Reading passage:
==============================
2009/5/14 Jecel Assumpcao Jr jecel@merlintec.com:
Thanks Eliot and Igor for your comments!
Eliot is right that what Igor wrote is a good way to do a JIT but the problem is that my hardware is essentially an interpreter and must deal at runtime with expressions that the JIT would optimize away.
yes, i was proposed it for JIT only. For bytecode interpteter such separation really could be much less effective.
What is bad, that to test the idea (how much its more [not]effective comparing to single stack) it requires a huge implementation effort. So, its a bit risky spend many hours changing the code generator & data formats only to discover that in practice, it gives much less significant benefits than expected :)
My design is described in:
http://www.squeakphone.com:8203/seaside/pier/siliconsqueak/details
What is missing from that description is what the control registers (x0 to x31) do, and that depends on the stack organization. Certainly it is possible to have three registers as Eliot suggested. A separate control stack is not only used on Forth processors but was also popular in Lisp Machine designs.
Registers t0 to t29 are really implemented through a small amount of hardware as a range of words in the stack cache. Having to split this set differently for each method would make the hardware larger and slower. With a separate control stack the mapping is really simple.
About the JIT having to use call which pushes the PC, that is not true on RISC processors. But I suppose the focus for Cog is making Squeak fast on the x86.
There's a tension between implementing what the current compiler produces and implementing what the instruction set defines. For example should one assume arguments are never written to? I lean on the side of implementing the instruction set.
That is specially a good idea if the same VM ends up being used for other languages like Newspeak. Certainly the Java VM runs many languages that the original designers never expected.
Yes. In the JIT an interpreted frame needs an extra field to hold the saved bytecode instruction pointer when an interpreted frame calls a machine code frame because the return address is the "return to interpreter trampoline" pc. There is no flag word in a machine code frame. So machine code frames save one word w.r.t. the stack vm and interpreted frames gain a word. But most frames are machine code ones so most of the time one is saving space.
==============================
Instructions for the task: The thread on stack design for the Squeak VM says that an interpreted frame in the JIT needs one extra field. Explain in one to three sentences what that field holds and why it is needed.
==============================
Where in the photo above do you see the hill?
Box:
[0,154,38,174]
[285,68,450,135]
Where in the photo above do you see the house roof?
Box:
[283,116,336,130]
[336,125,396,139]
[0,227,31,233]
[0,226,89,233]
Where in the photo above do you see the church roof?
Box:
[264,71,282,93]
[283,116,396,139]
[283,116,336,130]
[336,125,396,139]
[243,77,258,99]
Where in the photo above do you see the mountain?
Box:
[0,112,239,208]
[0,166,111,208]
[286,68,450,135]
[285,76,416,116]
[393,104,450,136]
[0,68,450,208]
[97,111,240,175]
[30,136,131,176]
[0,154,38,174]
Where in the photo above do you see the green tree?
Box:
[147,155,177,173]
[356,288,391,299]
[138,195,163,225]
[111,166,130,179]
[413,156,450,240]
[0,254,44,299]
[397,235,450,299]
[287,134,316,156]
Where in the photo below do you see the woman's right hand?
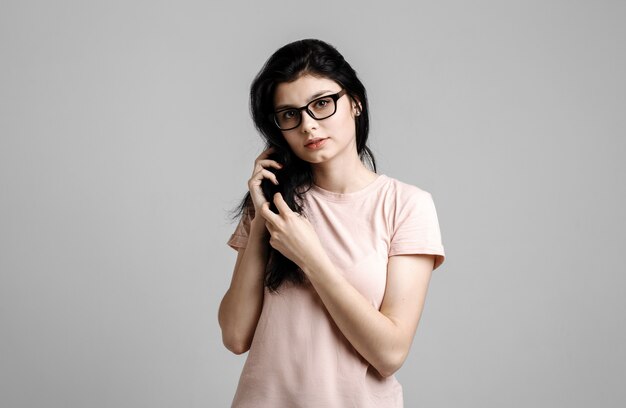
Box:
[248,146,283,214]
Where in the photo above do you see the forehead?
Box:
[274,74,341,106]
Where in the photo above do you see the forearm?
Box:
[303,256,406,377]
[218,218,268,354]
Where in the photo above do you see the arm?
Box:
[303,254,434,377]
[218,217,268,354]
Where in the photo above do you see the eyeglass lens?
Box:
[276,96,335,130]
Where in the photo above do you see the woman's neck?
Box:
[313,160,378,194]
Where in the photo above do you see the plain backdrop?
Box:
[0,0,626,408]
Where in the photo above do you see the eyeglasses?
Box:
[270,89,346,130]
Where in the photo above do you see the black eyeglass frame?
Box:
[269,89,346,130]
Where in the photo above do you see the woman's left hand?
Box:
[260,193,324,270]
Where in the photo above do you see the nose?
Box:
[300,109,317,132]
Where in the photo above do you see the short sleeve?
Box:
[226,205,254,251]
[389,189,445,269]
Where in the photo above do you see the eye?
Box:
[280,109,296,119]
[315,98,330,108]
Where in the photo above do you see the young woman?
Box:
[219,39,445,408]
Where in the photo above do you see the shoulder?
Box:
[378,176,432,206]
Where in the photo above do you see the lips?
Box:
[305,137,328,146]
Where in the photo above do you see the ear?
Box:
[352,97,363,115]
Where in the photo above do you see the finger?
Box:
[253,169,278,185]
[257,159,283,169]
[260,201,279,227]
[257,146,276,159]
[274,193,293,214]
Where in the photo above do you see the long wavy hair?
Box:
[233,39,376,292]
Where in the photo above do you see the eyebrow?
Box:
[275,89,334,111]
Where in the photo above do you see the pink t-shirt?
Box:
[228,174,445,408]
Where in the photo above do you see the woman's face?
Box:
[274,74,358,164]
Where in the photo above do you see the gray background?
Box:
[0,0,626,408]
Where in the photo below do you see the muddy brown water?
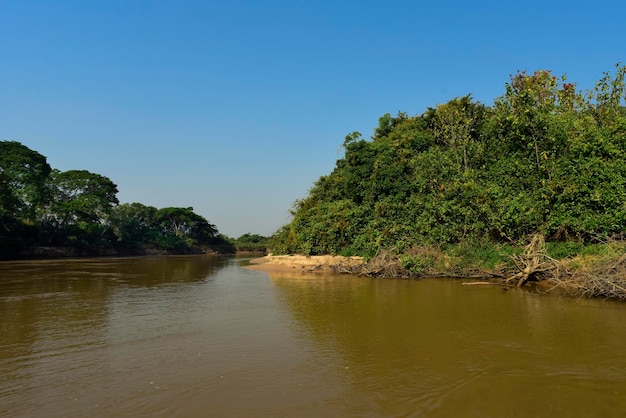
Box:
[0,256,626,417]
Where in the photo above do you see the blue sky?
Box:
[0,0,626,237]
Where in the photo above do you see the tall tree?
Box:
[0,141,51,223]
[49,170,118,225]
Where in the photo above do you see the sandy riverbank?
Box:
[247,255,363,273]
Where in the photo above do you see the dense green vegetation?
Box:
[272,65,626,258]
[230,232,270,253]
[0,141,234,258]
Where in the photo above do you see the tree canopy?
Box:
[0,141,232,257]
[273,65,626,255]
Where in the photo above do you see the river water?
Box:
[0,256,626,417]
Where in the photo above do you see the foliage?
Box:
[0,141,229,257]
[272,65,626,256]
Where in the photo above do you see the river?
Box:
[0,256,626,417]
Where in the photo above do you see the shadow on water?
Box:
==============================
Reply: The extra field holds the saved bytecode instruction pointer for when an interpreted frame calls a machine code frame. It is needed because in that case the return address is the "return to interpreter trampoline" pc.